_Given instruction_
Copy out the material from the line with "Outline every instance of the smiling face." to the line with "M 92 92 L 108", swapping "smiling face" for "grinning face" and leaving everything else untouched.

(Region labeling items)
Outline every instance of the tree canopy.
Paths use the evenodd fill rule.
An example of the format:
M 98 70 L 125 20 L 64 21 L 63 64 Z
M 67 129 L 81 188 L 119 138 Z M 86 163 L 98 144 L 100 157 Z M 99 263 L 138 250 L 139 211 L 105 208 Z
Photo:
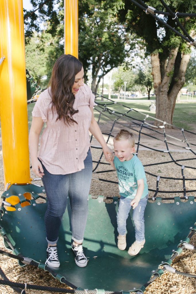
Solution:
M 46 25 L 46 32 L 56 38 L 59 53 L 62 46 L 59 45 L 63 38 L 63 0 L 31 1 L 39 14 L 38 17 L 34 12 L 25 11 L 26 40 L 33 30 L 40 30 L 41 19 Z M 93 89 L 96 90 L 100 79 L 107 72 L 127 60 L 130 51 L 141 40 L 141 46 L 145 50 L 144 57 L 151 59 L 156 117 L 172 124 L 177 95 L 185 82 L 191 51 L 189 43 L 175 30 L 182 34 L 185 31 L 190 38 L 195 37 L 195 16 L 182 15 L 183 13 L 195 12 L 195 0 L 167 0 L 167 4 L 163 0 L 151 0 L 145 4 L 140 0 L 78 2 L 79 56 L 85 71 L 91 71 Z M 141 3 L 154 7 L 155 15 L 147 14 L 135 5 Z M 176 15 L 176 11 L 180 15 Z M 54 61 L 56 55 L 55 50 L 52 52 L 51 67 L 52 58 Z

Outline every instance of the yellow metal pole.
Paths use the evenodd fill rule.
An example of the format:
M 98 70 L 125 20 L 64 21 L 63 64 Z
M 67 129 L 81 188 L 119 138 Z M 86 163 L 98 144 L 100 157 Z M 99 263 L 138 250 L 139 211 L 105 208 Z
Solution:
M 78 58 L 78 0 L 64 0 L 65 54 Z
M 22 0 L 0 1 L 0 117 L 5 186 L 30 182 Z

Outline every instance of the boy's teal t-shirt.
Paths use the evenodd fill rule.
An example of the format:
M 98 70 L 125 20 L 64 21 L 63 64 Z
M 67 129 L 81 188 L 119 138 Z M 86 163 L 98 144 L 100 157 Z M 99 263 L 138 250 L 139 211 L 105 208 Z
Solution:
M 143 198 L 148 194 L 144 169 L 138 157 L 133 155 L 130 160 L 122 162 L 114 156 L 114 163 L 118 179 L 120 194 L 123 197 L 133 199 L 138 188 L 137 181 L 143 179 L 144 188 L 141 197 Z

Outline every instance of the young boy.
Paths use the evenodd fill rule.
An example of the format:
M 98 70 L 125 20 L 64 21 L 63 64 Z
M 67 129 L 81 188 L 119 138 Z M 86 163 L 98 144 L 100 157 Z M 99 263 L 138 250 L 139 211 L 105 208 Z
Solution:
M 120 250 L 126 248 L 126 221 L 131 207 L 135 233 L 135 241 L 128 253 L 136 255 L 144 247 L 144 210 L 148 191 L 142 164 L 134 154 L 135 139 L 133 134 L 122 129 L 114 139 L 114 158 L 109 161 L 116 170 L 120 198 L 117 214 L 118 246 Z

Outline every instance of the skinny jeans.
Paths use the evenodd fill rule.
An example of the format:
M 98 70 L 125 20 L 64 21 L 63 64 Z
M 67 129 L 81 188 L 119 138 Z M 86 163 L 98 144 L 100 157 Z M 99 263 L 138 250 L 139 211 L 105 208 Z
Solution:
M 46 239 L 51 245 L 55 244 L 58 240 L 68 197 L 71 210 L 72 239 L 78 243 L 83 240 L 93 169 L 90 148 L 84 163 L 84 169 L 66 175 L 51 174 L 42 163 L 44 173 L 42 180 L 48 203 L 45 218 Z
M 145 239 L 144 210 L 147 204 L 148 195 L 142 198 L 138 205 L 133 209 L 133 220 L 135 226 L 136 243 L 141 243 Z M 129 212 L 132 207 L 130 203 L 132 199 L 120 196 L 117 213 L 117 230 L 120 235 L 127 233 L 126 222 Z

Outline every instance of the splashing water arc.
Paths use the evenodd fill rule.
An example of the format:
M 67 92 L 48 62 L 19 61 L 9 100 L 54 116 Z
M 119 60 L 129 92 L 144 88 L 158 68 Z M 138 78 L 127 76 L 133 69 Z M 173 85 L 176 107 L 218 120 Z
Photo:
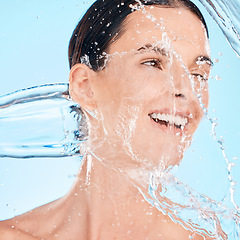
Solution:
M 240 2 L 237 0 L 199 0 L 193 2 L 200 2 L 205 7 L 239 57 Z M 84 4 L 88 6 L 90 1 L 86 1 Z M 140 9 L 141 7 L 140 5 Z M 154 21 L 154 19 L 152 20 Z M 87 56 L 82 60 L 86 61 L 86 59 Z M 199 97 L 199 101 L 201 103 L 201 97 Z M 149 175 L 143 182 L 138 182 L 128 173 L 122 174 L 126 175 L 125 177 L 139 190 L 149 204 L 161 213 L 168 215 L 174 222 L 180 223 L 185 229 L 193 229 L 200 235 L 215 237 L 215 239 L 239 239 L 240 201 L 236 192 L 238 194 L 240 192 L 236 188 L 238 179 L 236 179 L 235 173 L 239 170 L 239 166 L 238 164 L 235 166 L 235 163 L 231 161 L 229 157 L 231 154 L 227 152 L 224 137 L 218 135 L 217 121 L 213 114 L 203 104 L 202 108 L 205 118 L 199 131 L 207 126 L 208 136 L 207 138 L 206 136 L 200 137 L 204 140 L 202 142 L 199 140 L 199 142 L 201 147 L 204 146 L 204 142 L 206 144 L 211 142 L 212 145 L 209 146 L 215 146 L 216 150 L 212 150 L 215 151 L 213 153 L 215 156 L 209 155 L 205 161 L 213 159 L 209 163 L 212 164 L 212 168 L 214 169 L 216 166 L 219 167 L 218 169 L 221 168 L 219 172 L 223 177 L 219 181 L 224 183 L 222 189 L 216 190 L 218 196 L 214 196 L 214 193 L 208 195 L 204 192 L 202 190 L 203 182 L 197 183 L 195 188 L 194 183 L 191 185 L 191 180 L 187 179 L 187 176 L 182 177 L 186 173 L 188 174 L 189 169 L 194 164 L 197 166 L 195 166 L 196 169 L 198 164 L 204 164 L 204 160 L 199 163 L 199 155 L 200 159 L 202 156 L 204 158 L 201 149 L 194 153 L 197 141 L 196 145 L 194 142 L 192 143 L 191 150 L 187 152 L 187 156 L 184 157 L 179 167 L 175 166 L 167 172 L 156 169 L 149 171 Z M 133 111 L 137 110 L 133 109 Z M 89 114 L 94 116 L 94 112 L 89 112 Z M 134 128 L 134 121 L 129 123 L 129 129 L 131 128 Z M 199 134 L 200 132 L 196 133 L 197 137 Z M 2 161 L 9 159 L 28 159 L 31 161 L 48 158 L 67 159 L 69 157 L 81 159 L 86 149 L 88 129 L 81 107 L 73 102 L 68 95 L 68 84 L 58 83 L 26 88 L 2 96 L 0 98 L 0 135 L 0 158 Z M 128 154 L 132 154 L 127 138 L 125 144 L 124 147 L 128 148 Z M 188 159 L 195 160 L 190 163 Z M 188 166 L 185 165 L 187 162 Z M 118 172 L 119 169 L 114 169 L 114 171 Z M 192 174 L 194 174 L 194 170 Z M 189 178 L 191 176 L 189 173 Z M 213 178 L 210 176 L 210 179 Z M 196 182 L 201 182 L 199 179 Z M 213 181 L 217 182 L 218 179 Z M 2 182 L 1 178 L 0 182 Z M 207 186 L 205 187 L 207 188 Z M 209 192 L 211 191 L 212 189 Z

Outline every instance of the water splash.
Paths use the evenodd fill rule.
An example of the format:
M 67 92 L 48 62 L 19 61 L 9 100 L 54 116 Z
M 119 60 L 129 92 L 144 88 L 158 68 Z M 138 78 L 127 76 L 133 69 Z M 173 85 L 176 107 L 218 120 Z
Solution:
M 240 57 L 240 2 L 238 0 L 198 0 L 218 24 L 230 46 Z
M 79 154 L 87 135 L 85 120 L 67 88 L 67 84 L 48 84 L 0 98 L 1 158 Z

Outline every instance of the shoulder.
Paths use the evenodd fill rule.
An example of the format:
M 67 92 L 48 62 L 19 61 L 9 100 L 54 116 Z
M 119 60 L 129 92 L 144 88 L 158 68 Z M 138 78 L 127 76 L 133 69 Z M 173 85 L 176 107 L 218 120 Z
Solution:
M 36 240 L 49 236 L 61 225 L 59 201 L 51 202 L 12 219 L 0 221 L 0 240 Z
M 0 222 L 1 240 L 37 240 L 35 237 L 24 233 L 9 224 L 9 221 Z

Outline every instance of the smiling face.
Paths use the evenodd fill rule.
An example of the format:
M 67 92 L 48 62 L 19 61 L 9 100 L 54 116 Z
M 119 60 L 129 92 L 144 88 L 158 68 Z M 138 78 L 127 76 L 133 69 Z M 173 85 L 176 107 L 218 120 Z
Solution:
M 92 92 L 108 139 L 140 162 L 178 164 L 208 106 L 206 31 L 185 8 L 145 7 L 111 44 Z M 198 97 L 201 96 L 201 100 Z

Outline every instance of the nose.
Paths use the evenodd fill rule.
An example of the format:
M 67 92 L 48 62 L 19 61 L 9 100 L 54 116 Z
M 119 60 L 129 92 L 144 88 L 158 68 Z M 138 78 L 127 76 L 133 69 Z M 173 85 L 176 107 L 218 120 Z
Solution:
M 172 95 L 177 99 L 187 100 L 192 94 L 192 85 L 187 68 L 182 64 L 172 67 Z

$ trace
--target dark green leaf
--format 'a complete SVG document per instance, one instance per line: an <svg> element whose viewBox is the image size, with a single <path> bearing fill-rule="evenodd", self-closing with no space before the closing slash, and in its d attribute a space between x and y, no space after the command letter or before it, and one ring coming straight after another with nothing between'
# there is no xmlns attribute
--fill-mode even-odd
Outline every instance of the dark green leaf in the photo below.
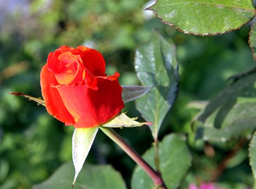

_Full answer_
Outline every instance of the grinning face.
Paths use the evenodd fill rule.
An example of the format:
M 67 92 L 48 62 L 19 61 L 9 100 L 54 116 Z
M 119 60 L 129 92 L 144 88 L 158 68 Z M 138 78 L 127 76 L 133 69 Z M 173 85 L 176 107 L 218 120 Z
Solution:
M 92 92 L 108 139 L 140 162 L 178 164 L 208 106 L 206 31 L 185 8 L 145 7 L 111 44 Z M 198 97 L 201 96 L 201 100 Z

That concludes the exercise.